TASK TO CARRY OUT:
Copy out the lines below word for word, starting at the line with "walking on road?" and ending at the line with "Please mark the region of the person", including both of those lines.

DATASET EXTRACT:
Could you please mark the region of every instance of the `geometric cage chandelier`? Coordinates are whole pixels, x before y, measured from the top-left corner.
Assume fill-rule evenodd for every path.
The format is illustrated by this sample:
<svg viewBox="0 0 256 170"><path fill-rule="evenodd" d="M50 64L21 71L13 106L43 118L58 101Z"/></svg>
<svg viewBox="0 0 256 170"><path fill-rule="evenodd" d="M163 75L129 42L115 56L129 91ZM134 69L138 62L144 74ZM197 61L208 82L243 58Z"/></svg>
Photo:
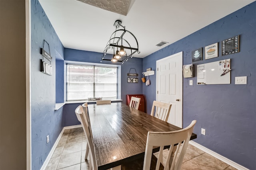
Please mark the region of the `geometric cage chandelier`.
<svg viewBox="0 0 256 170"><path fill-rule="evenodd" d="M125 29L125 26L121 25L122 21L117 20L114 26L116 31L111 35L110 38L104 49L101 62L102 61L111 61L113 62L128 61L130 57L133 57L133 55L136 52L139 54L139 46L137 39L130 31ZM123 29L118 29L120 26ZM135 45L132 47L131 44ZM113 57L111 59L104 58L108 51L113 53Z"/></svg>

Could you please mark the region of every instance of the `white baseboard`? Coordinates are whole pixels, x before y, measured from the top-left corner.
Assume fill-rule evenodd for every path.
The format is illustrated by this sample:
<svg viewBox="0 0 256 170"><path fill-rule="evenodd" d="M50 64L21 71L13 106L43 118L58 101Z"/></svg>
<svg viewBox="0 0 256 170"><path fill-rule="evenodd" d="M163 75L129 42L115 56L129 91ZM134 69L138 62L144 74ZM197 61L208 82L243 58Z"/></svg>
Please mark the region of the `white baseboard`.
<svg viewBox="0 0 256 170"><path fill-rule="evenodd" d="M239 170L249 170L246 168L238 164L232 160L228 159L227 158L221 156L219 154L218 154L212 150L209 149L208 149L206 148L205 147L198 144L196 142L190 141L189 143L194 147L196 147L197 148L201 149L202 151L207 153L208 154L212 155L212 156L217 158L217 159L221 160L222 161L226 163L227 164L229 164L230 166L233 167L234 168Z"/></svg>
<svg viewBox="0 0 256 170"><path fill-rule="evenodd" d="M45 168L47 166L47 164L48 164L48 163L49 163L49 161L50 161L50 160L51 159L51 158L52 158L52 156L54 150L55 150L55 149L57 147L57 145L58 145L58 144L60 141L60 138L61 138L61 136L63 134L63 132L64 132L64 131L65 129L69 129L76 128L77 127L82 127L82 125L74 125L74 126L65 126L64 127L63 127L63 129L62 129L61 132L60 132L60 133L58 137L55 141L54 145L53 145L52 149L51 149L51 151L50 151L50 153L49 153L49 154L48 154L47 158L45 160L45 161L44 161L44 164L43 164L43 166L42 166L40 170L44 170L45 169Z"/></svg>

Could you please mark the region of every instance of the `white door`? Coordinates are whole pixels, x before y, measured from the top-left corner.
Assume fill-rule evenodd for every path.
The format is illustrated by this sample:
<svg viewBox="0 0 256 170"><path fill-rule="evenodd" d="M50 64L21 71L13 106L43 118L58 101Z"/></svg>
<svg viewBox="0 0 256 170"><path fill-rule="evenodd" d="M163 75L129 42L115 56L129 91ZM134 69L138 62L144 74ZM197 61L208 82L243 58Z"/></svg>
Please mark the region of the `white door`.
<svg viewBox="0 0 256 170"><path fill-rule="evenodd" d="M168 122L182 126L182 52L156 61L156 100L172 104Z"/></svg>

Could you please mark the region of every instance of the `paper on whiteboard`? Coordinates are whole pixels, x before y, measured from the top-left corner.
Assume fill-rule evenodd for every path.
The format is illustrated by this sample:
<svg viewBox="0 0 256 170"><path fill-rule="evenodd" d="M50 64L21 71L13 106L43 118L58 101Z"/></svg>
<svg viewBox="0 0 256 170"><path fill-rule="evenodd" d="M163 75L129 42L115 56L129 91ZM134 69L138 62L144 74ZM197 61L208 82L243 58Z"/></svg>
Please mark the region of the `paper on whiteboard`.
<svg viewBox="0 0 256 170"><path fill-rule="evenodd" d="M204 78L204 65L201 64L197 66L197 78Z"/></svg>

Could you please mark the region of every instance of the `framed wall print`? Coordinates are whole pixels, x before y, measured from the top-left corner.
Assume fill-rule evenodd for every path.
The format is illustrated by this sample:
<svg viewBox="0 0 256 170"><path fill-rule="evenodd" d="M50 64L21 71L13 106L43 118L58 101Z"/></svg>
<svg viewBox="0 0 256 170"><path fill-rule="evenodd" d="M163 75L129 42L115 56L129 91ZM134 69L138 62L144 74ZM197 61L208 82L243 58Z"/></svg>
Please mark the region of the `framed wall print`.
<svg viewBox="0 0 256 170"><path fill-rule="evenodd" d="M127 82L128 83L138 83L139 79L138 78L127 78Z"/></svg>
<svg viewBox="0 0 256 170"><path fill-rule="evenodd" d="M218 57L218 43L206 46L205 50L206 60Z"/></svg>
<svg viewBox="0 0 256 170"><path fill-rule="evenodd" d="M192 51L192 62L194 62L200 60L203 60L203 54L202 48L197 49Z"/></svg>
<svg viewBox="0 0 256 170"><path fill-rule="evenodd" d="M222 55L239 52L239 35L221 41Z"/></svg>

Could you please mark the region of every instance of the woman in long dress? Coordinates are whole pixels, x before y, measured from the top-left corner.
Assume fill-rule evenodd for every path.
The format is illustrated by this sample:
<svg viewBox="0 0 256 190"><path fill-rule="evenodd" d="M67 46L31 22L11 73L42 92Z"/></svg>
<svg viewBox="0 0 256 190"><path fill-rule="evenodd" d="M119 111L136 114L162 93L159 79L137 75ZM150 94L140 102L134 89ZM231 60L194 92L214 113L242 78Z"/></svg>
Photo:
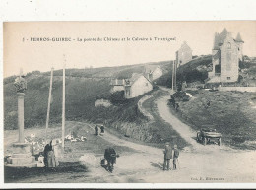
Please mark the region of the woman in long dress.
<svg viewBox="0 0 256 190"><path fill-rule="evenodd" d="M54 150L52 147L52 141L44 148L44 164L45 167L56 167L58 162L55 158Z"/></svg>

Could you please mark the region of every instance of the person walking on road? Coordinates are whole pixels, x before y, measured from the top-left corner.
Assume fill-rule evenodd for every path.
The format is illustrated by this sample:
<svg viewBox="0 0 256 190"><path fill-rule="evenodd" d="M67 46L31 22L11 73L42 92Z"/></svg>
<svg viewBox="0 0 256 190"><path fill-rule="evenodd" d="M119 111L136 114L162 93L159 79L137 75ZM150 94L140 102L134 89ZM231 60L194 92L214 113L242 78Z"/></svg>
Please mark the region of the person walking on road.
<svg viewBox="0 0 256 190"><path fill-rule="evenodd" d="M177 161L179 157L179 151L177 145L174 145L174 153L173 153L173 169L177 169Z"/></svg>
<svg viewBox="0 0 256 190"><path fill-rule="evenodd" d="M172 150L169 143L165 144L163 170L169 170L169 161L172 159Z"/></svg>
<svg viewBox="0 0 256 190"><path fill-rule="evenodd" d="M105 153L104 153L104 158L107 161L107 170L109 172L113 172L114 170L114 164L116 163L116 158L119 157L114 148L112 147L108 147L107 149L105 149Z"/></svg>
<svg viewBox="0 0 256 190"><path fill-rule="evenodd" d="M96 125L96 127L95 127L95 132L96 132L96 135L97 136L98 135L98 126L97 125Z"/></svg>

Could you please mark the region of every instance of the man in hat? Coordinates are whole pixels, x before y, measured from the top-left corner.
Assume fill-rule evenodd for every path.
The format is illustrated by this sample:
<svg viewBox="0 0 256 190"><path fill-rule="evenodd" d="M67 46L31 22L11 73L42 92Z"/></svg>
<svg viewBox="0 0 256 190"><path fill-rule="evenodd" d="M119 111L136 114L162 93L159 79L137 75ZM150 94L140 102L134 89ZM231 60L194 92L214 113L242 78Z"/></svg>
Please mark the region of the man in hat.
<svg viewBox="0 0 256 190"><path fill-rule="evenodd" d="M173 153L173 169L177 169L177 161L179 157L179 151L177 145L174 145L174 153Z"/></svg>
<svg viewBox="0 0 256 190"><path fill-rule="evenodd" d="M163 170L169 170L169 161L172 159L172 150L169 143L165 144ZM167 168L167 169L166 169Z"/></svg>
<svg viewBox="0 0 256 190"><path fill-rule="evenodd" d="M114 164L116 163L116 158L119 157L113 147L108 147L105 149L104 158L107 161L107 170L112 172L114 169Z"/></svg>

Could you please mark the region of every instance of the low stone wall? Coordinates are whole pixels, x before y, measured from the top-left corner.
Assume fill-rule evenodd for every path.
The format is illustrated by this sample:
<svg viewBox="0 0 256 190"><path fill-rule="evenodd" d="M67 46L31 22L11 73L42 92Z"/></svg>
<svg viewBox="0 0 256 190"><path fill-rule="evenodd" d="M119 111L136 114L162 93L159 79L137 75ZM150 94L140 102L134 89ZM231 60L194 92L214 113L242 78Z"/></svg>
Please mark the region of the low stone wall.
<svg viewBox="0 0 256 190"><path fill-rule="evenodd" d="M145 116L147 117L149 120L153 120L153 116L142 107L142 103L144 101L146 101L147 99L153 97L152 95L145 95L143 96L139 101L138 101L138 110Z"/></svg>
<svg viewBox="0 0 256 190"><path fill-rule="evenodd" d="M219 91L256 92L256 87L219 87Z"/></svg>

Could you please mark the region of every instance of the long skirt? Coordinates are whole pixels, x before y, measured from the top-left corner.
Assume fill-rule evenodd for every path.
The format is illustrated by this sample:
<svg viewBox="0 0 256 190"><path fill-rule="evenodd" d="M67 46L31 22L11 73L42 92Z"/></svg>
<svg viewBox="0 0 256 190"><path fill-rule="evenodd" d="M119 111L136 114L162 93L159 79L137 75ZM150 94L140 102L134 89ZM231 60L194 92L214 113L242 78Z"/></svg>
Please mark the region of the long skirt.
<svg viewBox="0 0 256 190"><path fill-rule="evenodd" d="M47 162L48 162L48 167L58 166L58 161L56 160L56 158L55 158L53 151L49 151L47 153Z"/></svg>

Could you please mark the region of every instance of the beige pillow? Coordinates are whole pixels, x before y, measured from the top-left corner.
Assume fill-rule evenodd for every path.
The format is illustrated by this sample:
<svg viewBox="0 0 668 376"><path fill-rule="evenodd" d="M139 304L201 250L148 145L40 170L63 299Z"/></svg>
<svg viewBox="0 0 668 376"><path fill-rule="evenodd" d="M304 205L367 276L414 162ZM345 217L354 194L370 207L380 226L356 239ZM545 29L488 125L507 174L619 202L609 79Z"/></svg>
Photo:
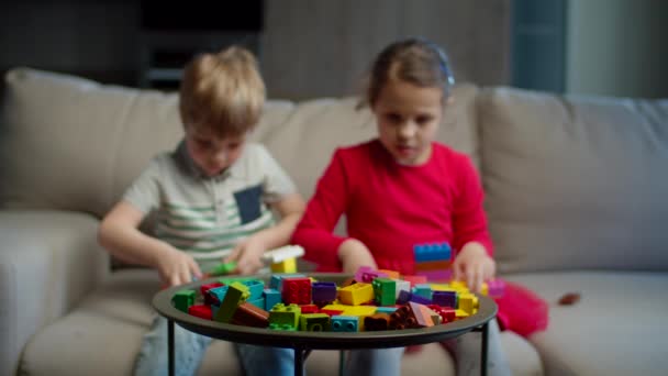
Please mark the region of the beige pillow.
<svg viewBox="0 0 668 376"><path fill-rule="evenodd" d="M668 269L668 100L479 96L501 272Z"/></svg>

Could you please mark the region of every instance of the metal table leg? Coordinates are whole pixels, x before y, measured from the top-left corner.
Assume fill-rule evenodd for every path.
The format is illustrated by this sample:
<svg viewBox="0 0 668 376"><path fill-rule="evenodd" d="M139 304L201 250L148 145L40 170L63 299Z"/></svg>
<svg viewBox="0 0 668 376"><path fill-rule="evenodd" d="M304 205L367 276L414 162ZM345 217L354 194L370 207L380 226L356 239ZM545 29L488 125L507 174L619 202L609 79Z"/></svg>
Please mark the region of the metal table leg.
<svg viewBox="0 0 668 376"><path fill-rule="evenodd" d="M489 321L482 325L482 351L480 352L480 375L487 376L487 351L489 346Z"/></svg>
<svg viewBox="0 0 668 376"><path fill-rule="evenodd" d="M167 358L169 361L169 376L175 375L174 367L174 321L167 320L167 342L168 342L168 354Z"/></svg>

WRITTEN ANSWER:
Could you please mark the region of every instance of the person walking on road? Coordinates are whole pixels, x before y, measured from the top-left corner.
Assume fill-rule evenodd for every path.
The format is illustrated by this sample:
<svg viewBox="0 0 256 190"><path fill-rule="evenodd" d="M67 46L31 22L11 73L42 92Z"/></svg>
<svg viewBox="0 0 256 190"><path fill-rule="evenodd" d="M119 111L136 114L162 93L159 79L137 75ZM150 94L140 102L134 89ZM231 60L194 92L214 113L242 78Z"/></svg>
Please mark the region of the person walking on road.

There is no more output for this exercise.